§ **Referring expression pointing data**:
—————
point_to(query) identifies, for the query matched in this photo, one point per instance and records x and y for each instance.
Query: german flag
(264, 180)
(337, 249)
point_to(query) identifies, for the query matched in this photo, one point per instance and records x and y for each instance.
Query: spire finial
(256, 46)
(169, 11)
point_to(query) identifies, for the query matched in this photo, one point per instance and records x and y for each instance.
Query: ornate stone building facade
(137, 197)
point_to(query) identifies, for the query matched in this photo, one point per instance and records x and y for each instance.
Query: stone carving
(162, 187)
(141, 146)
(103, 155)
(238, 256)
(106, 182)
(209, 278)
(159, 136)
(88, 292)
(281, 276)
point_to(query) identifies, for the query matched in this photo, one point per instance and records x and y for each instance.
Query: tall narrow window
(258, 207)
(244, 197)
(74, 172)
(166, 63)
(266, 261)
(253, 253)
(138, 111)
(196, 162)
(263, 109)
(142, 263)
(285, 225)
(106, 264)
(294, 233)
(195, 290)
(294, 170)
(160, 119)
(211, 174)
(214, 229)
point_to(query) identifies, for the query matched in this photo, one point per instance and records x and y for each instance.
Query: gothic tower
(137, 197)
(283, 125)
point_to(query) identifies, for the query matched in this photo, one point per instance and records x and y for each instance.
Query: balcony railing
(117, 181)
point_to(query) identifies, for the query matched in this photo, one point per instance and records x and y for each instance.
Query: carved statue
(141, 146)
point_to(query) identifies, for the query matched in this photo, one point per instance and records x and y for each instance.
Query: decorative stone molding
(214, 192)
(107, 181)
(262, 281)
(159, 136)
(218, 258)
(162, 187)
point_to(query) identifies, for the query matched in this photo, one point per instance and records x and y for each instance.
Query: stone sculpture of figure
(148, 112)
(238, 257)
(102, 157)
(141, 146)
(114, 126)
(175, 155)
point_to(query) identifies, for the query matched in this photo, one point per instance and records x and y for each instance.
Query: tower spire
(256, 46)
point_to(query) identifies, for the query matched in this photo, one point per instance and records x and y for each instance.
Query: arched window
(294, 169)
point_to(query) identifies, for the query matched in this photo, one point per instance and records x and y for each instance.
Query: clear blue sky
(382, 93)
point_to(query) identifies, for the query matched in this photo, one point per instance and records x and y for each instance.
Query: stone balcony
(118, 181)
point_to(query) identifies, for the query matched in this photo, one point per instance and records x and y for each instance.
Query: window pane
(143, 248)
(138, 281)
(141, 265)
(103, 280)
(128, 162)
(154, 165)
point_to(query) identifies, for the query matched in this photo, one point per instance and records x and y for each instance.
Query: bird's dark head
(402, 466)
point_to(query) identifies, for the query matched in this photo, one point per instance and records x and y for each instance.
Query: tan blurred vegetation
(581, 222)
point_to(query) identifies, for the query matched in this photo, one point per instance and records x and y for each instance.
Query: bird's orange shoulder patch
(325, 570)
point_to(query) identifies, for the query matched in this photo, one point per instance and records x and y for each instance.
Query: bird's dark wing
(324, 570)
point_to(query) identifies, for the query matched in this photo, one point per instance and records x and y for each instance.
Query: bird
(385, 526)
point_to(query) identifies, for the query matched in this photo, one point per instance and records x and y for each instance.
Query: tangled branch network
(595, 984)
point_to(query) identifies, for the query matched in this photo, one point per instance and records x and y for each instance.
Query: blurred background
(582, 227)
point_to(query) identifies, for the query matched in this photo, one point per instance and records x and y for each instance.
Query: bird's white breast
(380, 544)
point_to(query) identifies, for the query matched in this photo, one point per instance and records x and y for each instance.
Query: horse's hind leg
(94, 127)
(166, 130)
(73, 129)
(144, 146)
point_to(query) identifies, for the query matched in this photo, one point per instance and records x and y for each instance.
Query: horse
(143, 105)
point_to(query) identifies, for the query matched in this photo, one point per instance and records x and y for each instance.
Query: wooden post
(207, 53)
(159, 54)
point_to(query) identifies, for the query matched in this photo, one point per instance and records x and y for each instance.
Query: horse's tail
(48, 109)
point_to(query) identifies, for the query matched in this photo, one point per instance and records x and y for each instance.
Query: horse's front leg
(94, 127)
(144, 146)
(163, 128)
—————
§ **What you need to do**:
The output should restate the data exactly, with no line missing.

§ **Finished task**:
point_to(query) identifies, for the query matched in this photo, one point per instance and records x and y for each instance.
Query: german flag
(264, 180)
(337, 249)
point_to(query) identifies, for the query matched in this photo, one point per instance and records x and y for each instance.
Query: spire finial
(256, 46)
(169, 11)
point_to(query) identifies, for the query matched in this photo, one point per instance and records x and y for each instance.
Query: ornate stone building facade
(137, 197)
point_to(query) identifies, for the query matched in this photo, one point per instance and records x and y for each instance.
Query: stone carving
(162, 187)
(141, 146)
(103, 155)
(238, 256)
(106, 182)
(209, 278)
(159, 136)
(88, 292)
(281, 276)
point_to(query) identifies, for the query matched in this photo, one point per instance and records x and y for each instance.
Query: tall narrow window
(258, 207)
(244, 197)
(74, 172)
(166, 63)
(266, 261)
(253, 253)
(138, 111)
(196, 162)
(263, 109)
(142, 263)
(285, 225)
(106, 264)
(294, 233)
(195, 290)
(294, 170)
(160, 119)
(211, 174)
(214, 229)
point_to(query) identifies, for the query matched in this photo, one point per instance and records x and y for each instance.
Query: gothic tower
(137, 197)
(283, 125)
point_to(query) identifies, for the query matched in this photo, one point per instance and records x and y for each instance.
Query: balcony railing
(117, 181)
point_to(query) identifies, for the query matched in this photo, one point per instance and records x and y for each instance.
Query: carved statue
(141, 146)
point_to(query) identifies, for the query matched in this photo, one point per instance and records x and y for each instance.
Query: decorative stone molding
(214, 192)
(107, 181)
(262, 281)
(159, 136)
(218, 258)
(162, 187)
point_to(query) identifies, for the query matched in this photo, one point per instance and records x and y for each instance.
Query: stone sculpture of figure
(148, 112)
(238, 257)
(102, 157)
(141, 146)
(114, 126)
(175, 155)
point_to(query) identifies, for the query matched in this photo, one point per instance and records x and y for each instance.
Query: tower spire
(256, 46)
point_to(query) identifies, for the query matched in this photo, one point per instance and records x and y for each instance.
Query: arched window
(294, 169)
point_to(query) identifies, for the query matched in this photo, one point per instance and records x and y for each instance.
Query: clear blue sky
(382, 93)
point_to(query) identifies, for the query matched in this photo, one point per instance and records x and y for each instance.
Query: stone balcony
(118, 181)
point_to(query) identifies, for the query matched in this photo, one point per instance and records x and y for each instance.
Query: window pane
(143, 248)
(138, 281)
(141, 265)
(103, 280)
(128, 162)
(154, 165)
point_to(query) identifies, for the query matched in this photo, one point per instance and records x and y for each instance.
Query: bird's dark head
(402, 466)
point_to(query) identifies, for the query matched in this photo, one point per instance and records x and y for each instance.
Query: tan blurred vegetation
(581, 222)
point_to(query) identifies, for the query matched in this photo, one point per instance and records x and y for each instance.
Query: bird's orange shoulder patch
(325, 570)
point_to(query) identifies, for the query matched in this photo, one point per instance and records x and y for each instance.
Query: bird's dark wing
(324, 570)
point_to(query) identifies, for the query matched in this photo, one point per instance and records x and y for each instance.
Query: bird
(385, 526)
point_to(query) identifies, for the query matched in this photo, one point per instance and records x and y for each instance.
Query: tangled branch network
(595, 984)
point_to(query) identifies, for the query matched in this photo, one point per instance and records x and y for each instance.
Query: blurred background
(582, 227)
point_to(query) identifies, for the query matched in this photo, one point per instance and records x and y for each instance.
Query: bird's white breast
(380, 544)
point_to(query) identifies, for the query matched in this photo, one point per instance and records x and y for each instance.
Query: horse's hind leg
(94, 127)
(166, 130)
(73, 129)
(144, 146)
point_to(query) identifies, for the query matched in this photo, one point per instance and records x and y for each instance.
Query: horse
(143, 105)
point_to(query) identifies, for the query matched in this photo, one point per instance and records x and y for each instance.
Query: wooden post
(207, 53)
(159, 54)
point_to(query) identifies, for the query matched in this photo, one point per instance and records x and y for each instance.
Query: horse's tail
(48, 109)
point_to(query) identifies, for the query matched in this photo, one point per instance and records x and y for each instance.
Query: horse's front leg
(94, 127)
(144, 146)
(163, 128)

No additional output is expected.